Source text >>
──────────────────────────────
Post by: goose on March 25, 2019, 01:09:45 PM
One further caveat.   Even if you are transferring under low pressure, a little hop material, yeast, trub, whatever could cause a clog and pressure could build rapidly without your noticing.
[/quote

Absolutely right, Rob!  I have seen that happen and keep a close eye on the transfer to insure that this does not happen.  I have a way larger hose barb on my inline strainer to allow the hop particles to pass right through and have for thee most part alleviated thee problem.  If I see bubbles starting to form in the transfer line, I stop things immediately and resolve the problem.  that is why i am trying to wean myself off of glass.

The other thing I employ is the orange carboy cap on a 5 gallon carboy that pops off when the pressure starts to build.   It works on my five gallon carboys.  The purple ones do not do that.
Title: Re: 6 gallons of beer on the floor....
Post by: joe_meadmaker on March 25, 2019, 02:49:33 PM
Like others, I've also stopped using glass carboys when brewing.  I rack straight from the primary bucket to corny keg.  But I still use them for mead sometimes because I prefer glass to plastic for long term aging.

I once had a similar experience with a carboy.  I had just racked a mead to a 6 gallon carboy and went to grab the stopper.  In the span of 10 seconds a stupid little gnat had gotten down in to the carboy.  I was able to fish it out but had a slight concern for the mead.  It was a little over 15% ABV, so I thought it would be fine.  But just in case I added a little potassium metabisulfite.  Now once meads have completely fermented out (like in this case), I use a solid stopper rather than an airlock.  When I was taping up the stopper it just didn't register that the metabisulfite was going to release some gas.
──────────────────────────────
Data lines >>
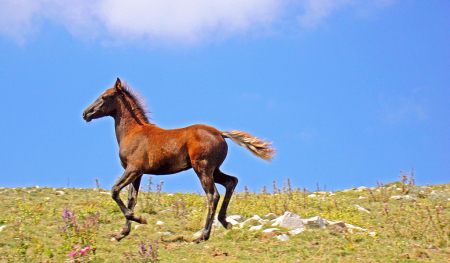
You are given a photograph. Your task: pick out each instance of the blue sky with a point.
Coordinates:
(350, 92)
──────────────────────────────
To do >>
A - From the carboy forum thread, print the passage that begins with "Title: Re: 6" and ends with "long term aging.".
B - Write the next part of the carboy forum thread, picking up after its final sentence.

Results >>
A -
Title: Re: 6 gallons of beer on the floor....
Post by: joe_meadmaker on March 25, 2019, 02:49:33 PM
Like others, I've also stopped using glass carboys when brewing.  I rack straight from the primary bucket to corny keg.  But I still use them for mead sometimes because I prefer glass to plastic for long term aging.

B -
It took a while, but about 2 weeks later that carboy broke right through the middle.  I was in the garage which is connected to the basement and heard a loud pop, followed by gushing liquid.  It took days to get everything cleaned up.  I definitely feel for you jjflash.
Title: Re: 6 gallons of beer on the floor....
Post by: hmbrewing on March 25, 2019, 04:29:28 PM
This pic bums me out - but so glad you are not hurt.

After I destroyed my first carboy (luckily empty) I gave the rest of them away. I was stunned at the many large shards and even more stunned that I didn't get cut. Plastic and SS are my vessels of choice. The only glass left in my brewery is a pyrex measuring cup and hydrometer.
Title: Re: 6 gallons of beer on the floor....
Post by: charlie on March 27, 2019, 12:05:00 AM
And that is precisely why I no longer use glass carboys. The suckers can be positively dangerous!

Charlie
Title: Re: 6 gallons of beer on the floor....
Post by: yugamrap on April 01, 2019, 07:46:22 PM
I switched to stainless and only use 3 glass carboys for a Flanders Red solera.  Two of the three never move, and the third moves just once a year when empty after blending.

I have two fementers set up identically using two items...

The 8-gallon vessels are these: https://brewhaus.com/8-gallon-stainless-steel-moonshine-still-kettle/  A 15-gallon version is also available, but is taller.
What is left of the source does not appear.